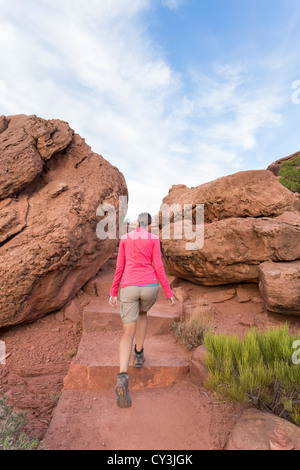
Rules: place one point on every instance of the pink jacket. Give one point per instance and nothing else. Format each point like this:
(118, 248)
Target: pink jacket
(137, 251)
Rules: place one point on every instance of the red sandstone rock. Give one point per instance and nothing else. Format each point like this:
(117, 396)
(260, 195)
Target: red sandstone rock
(51, 184)
(257, 430)
(242, 194)
(234, 248)
(275, 167)
(279, 285)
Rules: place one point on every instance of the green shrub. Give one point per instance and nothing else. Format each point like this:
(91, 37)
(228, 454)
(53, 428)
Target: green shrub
(290, 174)
(12, 429)
(256, 369)
(191, 331)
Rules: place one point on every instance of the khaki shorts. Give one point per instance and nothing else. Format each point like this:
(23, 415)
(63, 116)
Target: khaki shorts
(136, 298)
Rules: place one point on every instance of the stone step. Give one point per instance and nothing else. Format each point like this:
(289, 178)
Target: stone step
(168, 418)
(97, 363)
(99, 318)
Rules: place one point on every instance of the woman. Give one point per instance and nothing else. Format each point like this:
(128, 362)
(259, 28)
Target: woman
(139, 291)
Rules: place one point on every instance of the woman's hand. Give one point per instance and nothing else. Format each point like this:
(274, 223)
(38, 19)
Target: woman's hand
(113, 301)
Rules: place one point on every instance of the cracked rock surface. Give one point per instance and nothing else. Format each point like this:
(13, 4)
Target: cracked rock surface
(51, 184)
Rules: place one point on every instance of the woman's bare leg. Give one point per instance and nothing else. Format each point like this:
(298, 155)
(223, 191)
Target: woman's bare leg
(141, 330)
(125, 350)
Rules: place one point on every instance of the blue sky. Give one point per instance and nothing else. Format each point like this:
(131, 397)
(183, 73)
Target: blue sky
(169, 91)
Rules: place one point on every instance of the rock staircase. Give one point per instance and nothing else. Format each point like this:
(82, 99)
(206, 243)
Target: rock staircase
(166, 405)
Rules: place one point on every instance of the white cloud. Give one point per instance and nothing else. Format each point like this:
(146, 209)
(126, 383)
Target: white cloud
(94, 65)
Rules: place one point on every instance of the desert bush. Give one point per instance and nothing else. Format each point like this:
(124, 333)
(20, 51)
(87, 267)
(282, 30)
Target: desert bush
(290, 174)
(257, 369)
(192, 330)
(13, 429)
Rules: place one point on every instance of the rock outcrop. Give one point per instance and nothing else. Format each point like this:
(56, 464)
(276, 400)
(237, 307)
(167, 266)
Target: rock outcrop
(258, 430)
(275, 167)
(250, 218)
(51, 184)
(279, 285)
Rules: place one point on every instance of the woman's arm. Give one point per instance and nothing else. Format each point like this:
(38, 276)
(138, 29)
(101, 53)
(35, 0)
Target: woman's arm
(120, 265)
(160, 270)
======
Reproduce the data word for word, starting with the line that contains "Rules: place one point on every instance of the woman's arm." and continuing through the last line of the data.

- RESPONSE FOR THIS EXERCISE:
Rules: place one point on every instance of the woman's arm. Give one point per instance and nothing else. Format each point like this:
(38, 276)
(138, 29)
(101, 53)
(35, 0)
Target: woman's arm
(120, 265)
(160, 270)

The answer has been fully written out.